Region pointing data:
-------
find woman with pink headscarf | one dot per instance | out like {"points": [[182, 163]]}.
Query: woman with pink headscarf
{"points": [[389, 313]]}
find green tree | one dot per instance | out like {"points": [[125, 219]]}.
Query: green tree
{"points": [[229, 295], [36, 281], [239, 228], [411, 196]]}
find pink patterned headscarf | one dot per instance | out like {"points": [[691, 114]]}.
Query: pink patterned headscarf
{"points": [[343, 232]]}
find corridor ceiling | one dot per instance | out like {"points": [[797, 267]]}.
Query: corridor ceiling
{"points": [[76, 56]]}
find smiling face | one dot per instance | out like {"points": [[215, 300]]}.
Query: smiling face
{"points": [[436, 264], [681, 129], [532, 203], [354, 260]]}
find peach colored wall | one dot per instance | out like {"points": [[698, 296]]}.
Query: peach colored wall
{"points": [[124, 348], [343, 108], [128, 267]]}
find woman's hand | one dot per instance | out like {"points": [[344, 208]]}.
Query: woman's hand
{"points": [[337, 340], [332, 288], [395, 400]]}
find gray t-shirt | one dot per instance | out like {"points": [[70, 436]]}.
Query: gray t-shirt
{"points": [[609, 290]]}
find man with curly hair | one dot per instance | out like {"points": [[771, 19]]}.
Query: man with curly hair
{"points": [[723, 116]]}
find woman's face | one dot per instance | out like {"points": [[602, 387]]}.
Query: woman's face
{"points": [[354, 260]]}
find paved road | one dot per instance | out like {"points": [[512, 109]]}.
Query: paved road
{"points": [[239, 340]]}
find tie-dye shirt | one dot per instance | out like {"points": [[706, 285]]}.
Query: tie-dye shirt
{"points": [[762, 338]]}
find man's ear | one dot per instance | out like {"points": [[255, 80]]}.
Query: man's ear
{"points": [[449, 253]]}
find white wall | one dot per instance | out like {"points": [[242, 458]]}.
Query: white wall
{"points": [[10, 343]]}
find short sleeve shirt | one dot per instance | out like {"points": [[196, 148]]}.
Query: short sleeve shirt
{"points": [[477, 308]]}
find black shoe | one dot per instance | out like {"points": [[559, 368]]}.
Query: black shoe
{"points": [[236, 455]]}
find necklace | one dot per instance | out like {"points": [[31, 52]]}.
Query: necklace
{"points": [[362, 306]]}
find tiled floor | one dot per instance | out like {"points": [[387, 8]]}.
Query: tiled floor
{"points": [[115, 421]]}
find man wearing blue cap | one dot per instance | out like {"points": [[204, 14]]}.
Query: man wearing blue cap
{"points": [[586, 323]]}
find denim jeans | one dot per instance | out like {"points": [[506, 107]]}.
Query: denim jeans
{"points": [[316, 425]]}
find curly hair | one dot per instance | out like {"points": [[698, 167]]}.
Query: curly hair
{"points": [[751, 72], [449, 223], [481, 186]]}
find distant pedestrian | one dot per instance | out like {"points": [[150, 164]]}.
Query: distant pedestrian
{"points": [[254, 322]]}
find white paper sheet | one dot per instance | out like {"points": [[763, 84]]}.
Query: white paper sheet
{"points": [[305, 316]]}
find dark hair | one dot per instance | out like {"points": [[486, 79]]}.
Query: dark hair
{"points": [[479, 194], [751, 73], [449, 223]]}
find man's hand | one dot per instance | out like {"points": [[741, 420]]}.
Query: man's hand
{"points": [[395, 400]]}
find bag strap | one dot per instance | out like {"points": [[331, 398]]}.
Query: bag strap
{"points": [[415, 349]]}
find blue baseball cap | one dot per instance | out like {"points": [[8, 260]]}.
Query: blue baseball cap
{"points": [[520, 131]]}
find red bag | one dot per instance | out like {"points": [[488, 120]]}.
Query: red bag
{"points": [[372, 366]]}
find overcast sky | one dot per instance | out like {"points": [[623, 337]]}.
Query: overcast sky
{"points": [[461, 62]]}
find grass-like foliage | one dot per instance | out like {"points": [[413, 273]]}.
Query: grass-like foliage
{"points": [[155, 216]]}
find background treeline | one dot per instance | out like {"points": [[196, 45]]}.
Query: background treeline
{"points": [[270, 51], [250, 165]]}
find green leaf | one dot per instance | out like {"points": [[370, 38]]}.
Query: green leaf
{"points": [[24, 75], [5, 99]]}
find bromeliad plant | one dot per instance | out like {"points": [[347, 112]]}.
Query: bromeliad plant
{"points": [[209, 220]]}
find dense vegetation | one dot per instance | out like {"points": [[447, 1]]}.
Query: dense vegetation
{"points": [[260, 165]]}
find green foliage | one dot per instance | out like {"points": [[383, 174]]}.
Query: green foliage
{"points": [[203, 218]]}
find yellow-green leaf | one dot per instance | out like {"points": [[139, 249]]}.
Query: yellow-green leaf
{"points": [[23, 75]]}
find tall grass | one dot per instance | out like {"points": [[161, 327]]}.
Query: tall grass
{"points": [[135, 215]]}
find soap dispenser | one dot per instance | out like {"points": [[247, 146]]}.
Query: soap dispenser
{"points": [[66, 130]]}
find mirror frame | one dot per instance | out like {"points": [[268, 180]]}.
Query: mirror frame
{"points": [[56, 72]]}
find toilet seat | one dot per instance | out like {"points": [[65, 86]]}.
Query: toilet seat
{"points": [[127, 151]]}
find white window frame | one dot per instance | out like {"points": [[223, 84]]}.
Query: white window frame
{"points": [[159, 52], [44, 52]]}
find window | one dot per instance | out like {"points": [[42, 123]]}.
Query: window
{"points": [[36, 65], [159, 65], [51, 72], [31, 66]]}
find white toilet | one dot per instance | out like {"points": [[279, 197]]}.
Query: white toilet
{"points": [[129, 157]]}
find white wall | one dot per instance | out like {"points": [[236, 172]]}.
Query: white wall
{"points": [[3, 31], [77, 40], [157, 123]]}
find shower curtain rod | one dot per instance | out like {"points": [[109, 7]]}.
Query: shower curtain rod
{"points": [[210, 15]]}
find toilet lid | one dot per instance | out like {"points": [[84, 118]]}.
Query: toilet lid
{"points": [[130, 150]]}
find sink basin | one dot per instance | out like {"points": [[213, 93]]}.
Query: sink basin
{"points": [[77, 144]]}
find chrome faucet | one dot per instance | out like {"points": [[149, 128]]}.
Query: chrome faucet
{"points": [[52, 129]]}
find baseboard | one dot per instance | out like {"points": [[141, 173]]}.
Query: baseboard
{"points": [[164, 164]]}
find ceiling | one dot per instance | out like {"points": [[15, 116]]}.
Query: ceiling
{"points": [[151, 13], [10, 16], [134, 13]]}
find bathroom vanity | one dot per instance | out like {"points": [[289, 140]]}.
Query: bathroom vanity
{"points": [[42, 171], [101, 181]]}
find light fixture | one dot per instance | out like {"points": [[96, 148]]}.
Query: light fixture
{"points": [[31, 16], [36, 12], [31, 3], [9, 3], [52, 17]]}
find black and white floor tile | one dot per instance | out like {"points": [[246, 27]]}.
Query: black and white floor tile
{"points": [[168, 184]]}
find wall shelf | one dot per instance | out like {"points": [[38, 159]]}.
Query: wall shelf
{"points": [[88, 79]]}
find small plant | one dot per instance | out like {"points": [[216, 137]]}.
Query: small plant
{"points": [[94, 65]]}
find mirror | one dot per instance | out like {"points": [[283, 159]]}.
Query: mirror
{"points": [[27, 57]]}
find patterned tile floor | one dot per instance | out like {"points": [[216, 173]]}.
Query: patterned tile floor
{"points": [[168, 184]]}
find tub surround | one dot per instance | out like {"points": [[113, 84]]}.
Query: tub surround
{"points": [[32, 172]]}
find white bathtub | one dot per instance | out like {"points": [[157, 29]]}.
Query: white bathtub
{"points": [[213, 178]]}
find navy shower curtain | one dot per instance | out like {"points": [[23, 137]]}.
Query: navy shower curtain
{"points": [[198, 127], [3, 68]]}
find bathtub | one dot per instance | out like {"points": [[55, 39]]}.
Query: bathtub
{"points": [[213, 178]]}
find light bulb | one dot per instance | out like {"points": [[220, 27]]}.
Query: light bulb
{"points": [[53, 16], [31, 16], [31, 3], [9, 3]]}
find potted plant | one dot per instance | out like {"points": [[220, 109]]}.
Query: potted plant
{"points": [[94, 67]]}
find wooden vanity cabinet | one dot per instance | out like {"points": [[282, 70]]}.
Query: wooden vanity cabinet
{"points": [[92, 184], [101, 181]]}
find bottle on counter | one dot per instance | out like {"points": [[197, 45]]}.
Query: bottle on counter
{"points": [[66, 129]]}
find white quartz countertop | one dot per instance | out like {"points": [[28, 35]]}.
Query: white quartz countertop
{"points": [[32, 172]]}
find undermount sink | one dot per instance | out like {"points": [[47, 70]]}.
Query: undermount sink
-------
--- AIM OF THE EXERCISE ---
Above are the entries. Quote exactly the lines from the one bearing "Query: peach colored wall" through the one bearing "find necklace |".

--- SOLUTION ---
Query: peach colored wall
{"points": [[124, 348], [343, 108], [128, 267]]}
find woman's hand | one dot per instance | out like {"points": [[344, 208]]}.
Query: woman's hand
{"points": [[337, 340], [332, 288], [395, 400]]}
find gray t-shirt | one dot per instance | out like {"points": [[70, 436]]}.
Query: gray t-shirt
{"points": [[609, 290]]}
find man with curly hair | one dot per instance | out like {"points": [[771, 19]]}.
Query: man with curly hair
{"points": [[723, 116]]}
find woman's face | one dot per instance | out like {"points": [[602, 387]]}.
Query: woman's face
{"points": [[354, 260]]}
find paved road | one dot per instance | out like {"points": [[512, 109]]}.
Query: paved road
{"points": [[239, 340]]}
find tie-dye shirt | one dot per instance | out like {"points": [[706, 285]]}.
Query: tie-dye shirt
{"points": [[762, 338]]}
find man's ear | one dot per instance | out like {"points": [[255, 80]]}.
Query: man's ear
{"points": [[449, 253]]}
find white wall | one dot per instance | out like {"points": [[242, 458]]}.
Query: white wall
{"points": [[10, 343]]}
find short sleeve shirt | one dot per instance | out like {"points": [[196, 148]]}.
Query: short sleeve shirt
{"points": [[477, 308]]}
find black shoe | one dot per instance | out like {"points": [[559, 368]]}.
Query: black shoe
{"points": [[236, 455]]}
find necklace | one dot per instance | out like {"points": [[31, 52]]}.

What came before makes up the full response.